» **Text extract**:

'''

A potent improviser and the youngest musician ever to win
Denmark's Jazzpar Prize, Potter's impressive discography includes 15 albums as a leader and sideman appearances on over 100 albums. He was nominated for a Grammy Award for his solo work on "In Vogue," a track from Joanne Brackeen’s 1999 album Pink Elephant Magic, and was prominently featured on Steely Dan’s Grammy-winning album from 2000, Two Against Nature. He has performed or recorded with many of the leading names in jazz, such as Herbie Hancock, Dave Holland, John Scofield, the Mingus Big Band, Jim Hall, Paul Motian, Dave Douglas, Ray Brown and many others. 

His most recent recording, Ultrahang, is the culmination thus far of five years’ work with his Underground quartet with Adam
Rogers on guitar, Craig Taborn on Fender Rhodes, and Nate Smith on drums. Recorded in the studio in January 2009 after extensive touring, it showcases the band at its freewheeling yet cohesive best.

Since bursting onto the
New York scene in 1989 as an 18-year-old prodigy with bebop icon Red Rodney (who himself had played as a young man alongside the legendary Charlie Parker), Potter has steered a steady course of growth as an instrumentalist and composer-arranger. Through the '90s, he continued to gain invaluable bandstand experience as a sideman while also making strong statements as a bandleader-composer-arranger. Acclaimed outings like 1997’s Unspoken (with bassist and mentor Dave Holland, drummer Jack DeJohnette and guitarist John Scofield), 1998’s Vertigo, 2001’s Gratitude and 2002’s Traveling Mercies showed a penchant for risk-taking and genre-bending. "For me, it just seemed like a way of opening up the music to some different things that I had been listening to but maybe hadn’t quite come out in my music before," he explains.

Potter explored new territory on 2004’s partly electric Lift: Live at the Village Vanguard (with bassist Scott Colley, drummer Bill Stewart and keyboardist Kevin Hays) then pushed the envelope a bit further on 2006’s Underground (with guitarist Wayne Krantz, electric pianist Craig Taborn and drummer Nate Smith). As he told Jazz Times: "I've wanted to do something more that seems to be in the air, all around us. But also keep it as free as the freest jazz conception."

'''

» **Material supplied**:
'''

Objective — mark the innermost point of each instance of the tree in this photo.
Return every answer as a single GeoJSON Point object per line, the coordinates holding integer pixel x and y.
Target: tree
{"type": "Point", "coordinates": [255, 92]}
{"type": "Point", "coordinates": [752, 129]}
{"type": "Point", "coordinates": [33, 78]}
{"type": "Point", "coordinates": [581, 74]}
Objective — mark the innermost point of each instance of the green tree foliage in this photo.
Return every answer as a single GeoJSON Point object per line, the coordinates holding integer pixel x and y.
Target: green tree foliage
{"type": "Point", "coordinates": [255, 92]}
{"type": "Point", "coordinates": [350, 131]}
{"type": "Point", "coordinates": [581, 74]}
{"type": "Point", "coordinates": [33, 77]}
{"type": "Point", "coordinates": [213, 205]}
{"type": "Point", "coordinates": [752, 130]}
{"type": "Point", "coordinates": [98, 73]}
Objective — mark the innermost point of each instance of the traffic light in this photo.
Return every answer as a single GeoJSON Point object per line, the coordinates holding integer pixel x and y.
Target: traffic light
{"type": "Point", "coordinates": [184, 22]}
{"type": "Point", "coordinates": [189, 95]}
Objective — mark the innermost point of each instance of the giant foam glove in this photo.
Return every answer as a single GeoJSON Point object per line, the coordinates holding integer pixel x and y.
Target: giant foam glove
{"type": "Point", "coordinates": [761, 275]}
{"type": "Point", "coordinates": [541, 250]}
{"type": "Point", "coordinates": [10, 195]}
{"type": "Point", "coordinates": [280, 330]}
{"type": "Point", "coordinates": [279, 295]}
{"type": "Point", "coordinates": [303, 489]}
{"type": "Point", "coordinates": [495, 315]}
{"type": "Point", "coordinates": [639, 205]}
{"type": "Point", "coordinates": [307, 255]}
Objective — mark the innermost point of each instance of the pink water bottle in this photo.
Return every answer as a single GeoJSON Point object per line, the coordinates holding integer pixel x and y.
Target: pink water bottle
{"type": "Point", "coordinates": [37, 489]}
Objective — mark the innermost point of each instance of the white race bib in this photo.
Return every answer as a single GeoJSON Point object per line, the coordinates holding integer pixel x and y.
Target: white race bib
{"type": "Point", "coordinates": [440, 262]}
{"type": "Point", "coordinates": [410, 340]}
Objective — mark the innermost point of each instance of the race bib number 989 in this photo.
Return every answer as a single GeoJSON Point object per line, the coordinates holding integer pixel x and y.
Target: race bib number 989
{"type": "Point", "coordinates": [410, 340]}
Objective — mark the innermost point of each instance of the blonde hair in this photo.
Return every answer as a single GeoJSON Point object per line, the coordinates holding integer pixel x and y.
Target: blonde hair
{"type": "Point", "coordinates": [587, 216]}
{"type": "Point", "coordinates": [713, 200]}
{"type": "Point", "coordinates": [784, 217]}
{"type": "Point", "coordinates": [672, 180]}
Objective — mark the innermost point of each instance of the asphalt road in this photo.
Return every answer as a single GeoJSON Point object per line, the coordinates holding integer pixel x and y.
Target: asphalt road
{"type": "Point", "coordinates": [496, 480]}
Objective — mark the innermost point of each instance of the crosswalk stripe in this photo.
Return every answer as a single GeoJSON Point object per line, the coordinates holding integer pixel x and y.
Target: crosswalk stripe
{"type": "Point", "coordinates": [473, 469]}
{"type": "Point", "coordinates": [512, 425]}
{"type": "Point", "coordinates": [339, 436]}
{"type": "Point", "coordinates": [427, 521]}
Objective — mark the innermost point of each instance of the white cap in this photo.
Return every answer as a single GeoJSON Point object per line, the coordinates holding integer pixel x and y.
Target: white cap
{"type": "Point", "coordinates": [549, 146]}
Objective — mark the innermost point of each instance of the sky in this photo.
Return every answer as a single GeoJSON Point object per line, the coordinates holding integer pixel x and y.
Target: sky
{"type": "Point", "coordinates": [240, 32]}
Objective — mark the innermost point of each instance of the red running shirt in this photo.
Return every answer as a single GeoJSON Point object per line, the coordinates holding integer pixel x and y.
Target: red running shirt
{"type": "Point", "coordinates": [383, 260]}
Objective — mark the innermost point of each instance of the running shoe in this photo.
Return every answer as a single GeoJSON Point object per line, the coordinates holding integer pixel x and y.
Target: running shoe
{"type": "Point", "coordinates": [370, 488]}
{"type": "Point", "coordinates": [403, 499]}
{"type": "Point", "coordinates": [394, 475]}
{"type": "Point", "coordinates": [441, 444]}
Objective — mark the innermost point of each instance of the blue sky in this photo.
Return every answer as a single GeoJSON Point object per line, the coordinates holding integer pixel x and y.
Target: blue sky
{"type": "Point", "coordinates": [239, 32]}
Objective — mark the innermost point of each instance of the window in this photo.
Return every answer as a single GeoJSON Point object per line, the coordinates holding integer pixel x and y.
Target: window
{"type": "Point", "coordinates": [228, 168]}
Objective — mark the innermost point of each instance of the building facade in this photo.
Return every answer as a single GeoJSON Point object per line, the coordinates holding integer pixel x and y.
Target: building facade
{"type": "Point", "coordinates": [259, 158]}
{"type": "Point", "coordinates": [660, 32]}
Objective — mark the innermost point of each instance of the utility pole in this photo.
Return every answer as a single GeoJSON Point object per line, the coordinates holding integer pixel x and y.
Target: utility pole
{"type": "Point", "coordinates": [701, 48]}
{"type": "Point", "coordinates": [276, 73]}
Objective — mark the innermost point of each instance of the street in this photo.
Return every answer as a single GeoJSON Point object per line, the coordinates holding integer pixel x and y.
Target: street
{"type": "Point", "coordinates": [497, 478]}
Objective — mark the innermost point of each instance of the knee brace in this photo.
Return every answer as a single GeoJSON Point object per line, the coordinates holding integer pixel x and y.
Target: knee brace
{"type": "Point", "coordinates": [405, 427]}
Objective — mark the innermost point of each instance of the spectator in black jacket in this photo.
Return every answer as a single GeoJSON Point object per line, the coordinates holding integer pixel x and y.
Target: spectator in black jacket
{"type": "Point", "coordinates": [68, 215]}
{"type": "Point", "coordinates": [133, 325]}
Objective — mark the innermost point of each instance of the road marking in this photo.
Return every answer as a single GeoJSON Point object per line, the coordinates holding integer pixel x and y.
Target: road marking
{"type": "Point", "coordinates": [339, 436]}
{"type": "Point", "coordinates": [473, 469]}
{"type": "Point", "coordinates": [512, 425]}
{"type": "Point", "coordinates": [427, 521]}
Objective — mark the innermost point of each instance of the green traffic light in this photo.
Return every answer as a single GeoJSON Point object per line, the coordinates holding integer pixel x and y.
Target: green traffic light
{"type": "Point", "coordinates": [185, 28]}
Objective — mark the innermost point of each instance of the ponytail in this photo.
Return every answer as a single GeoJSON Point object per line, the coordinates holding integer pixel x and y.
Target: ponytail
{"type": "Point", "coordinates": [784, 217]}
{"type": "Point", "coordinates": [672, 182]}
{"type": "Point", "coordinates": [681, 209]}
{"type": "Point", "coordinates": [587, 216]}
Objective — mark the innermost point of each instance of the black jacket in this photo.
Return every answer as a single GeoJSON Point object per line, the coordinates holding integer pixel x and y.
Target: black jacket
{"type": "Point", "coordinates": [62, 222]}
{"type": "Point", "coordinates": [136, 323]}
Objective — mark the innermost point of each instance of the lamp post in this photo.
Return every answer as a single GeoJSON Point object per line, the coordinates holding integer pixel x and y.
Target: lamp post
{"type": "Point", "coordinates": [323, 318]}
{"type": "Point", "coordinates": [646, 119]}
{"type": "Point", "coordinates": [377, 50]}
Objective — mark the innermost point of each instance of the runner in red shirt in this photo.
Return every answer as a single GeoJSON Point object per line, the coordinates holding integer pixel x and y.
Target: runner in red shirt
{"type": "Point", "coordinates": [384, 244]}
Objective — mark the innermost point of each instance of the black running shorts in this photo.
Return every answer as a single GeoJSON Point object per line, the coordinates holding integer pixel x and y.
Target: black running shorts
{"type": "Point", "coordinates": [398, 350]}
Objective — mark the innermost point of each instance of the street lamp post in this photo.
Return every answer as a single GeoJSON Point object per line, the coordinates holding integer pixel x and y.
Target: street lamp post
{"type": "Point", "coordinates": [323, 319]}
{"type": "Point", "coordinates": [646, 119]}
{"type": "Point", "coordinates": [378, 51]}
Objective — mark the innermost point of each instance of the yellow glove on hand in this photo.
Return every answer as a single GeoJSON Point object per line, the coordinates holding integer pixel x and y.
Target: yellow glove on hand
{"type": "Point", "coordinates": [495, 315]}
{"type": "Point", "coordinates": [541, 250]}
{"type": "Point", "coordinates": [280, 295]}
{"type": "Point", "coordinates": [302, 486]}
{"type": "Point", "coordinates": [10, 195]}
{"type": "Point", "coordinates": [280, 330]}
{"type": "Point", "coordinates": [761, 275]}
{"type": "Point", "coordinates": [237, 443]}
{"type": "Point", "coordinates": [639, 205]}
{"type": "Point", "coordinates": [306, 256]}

'''

» **Problem description**:
Can you print the part of the Potter profile starting with "A potent improviser" and going on through "and many others.", word for word?

» **Result for this exercise**:
A potent improviser and the youngest musician ever to win
Denmark's Jazzpar Prize, Potter's impressive discography includes 15 albums as a leader and sideman appearances on over 100 albums. He was nominated for a Grammy Award for his solo work on "In Vogue," a track from Joanne Brackeen’s 1999 album Pink Elephant Magic, and was prominently featured on Steely Dan’s Grammy-winning album from 2000, Two Against Nature. He has performed or recorded with many of the leading names in jazz, such as Herbie Hancock, Dave Holland, John Scofield, the Mingus Big Band, Jim Hall, Paul Motian, Dave Douglas, Ray Brown and many others.